#### Task details
Please tell how many of the lines below contain "water", using only a number.
[Opening Provided records section]
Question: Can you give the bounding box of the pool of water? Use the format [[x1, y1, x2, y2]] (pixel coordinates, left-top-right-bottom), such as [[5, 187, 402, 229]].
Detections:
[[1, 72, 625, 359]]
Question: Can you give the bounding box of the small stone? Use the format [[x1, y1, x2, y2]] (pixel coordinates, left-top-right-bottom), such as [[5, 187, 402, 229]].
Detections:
[Closing Provided records section]
[Opening Provided records section]
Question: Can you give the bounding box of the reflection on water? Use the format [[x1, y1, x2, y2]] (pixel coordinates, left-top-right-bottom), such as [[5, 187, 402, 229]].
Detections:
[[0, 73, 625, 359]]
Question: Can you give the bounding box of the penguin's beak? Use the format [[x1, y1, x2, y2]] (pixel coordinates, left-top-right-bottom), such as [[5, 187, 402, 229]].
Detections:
[Closing Provided records section]
#### Task result
2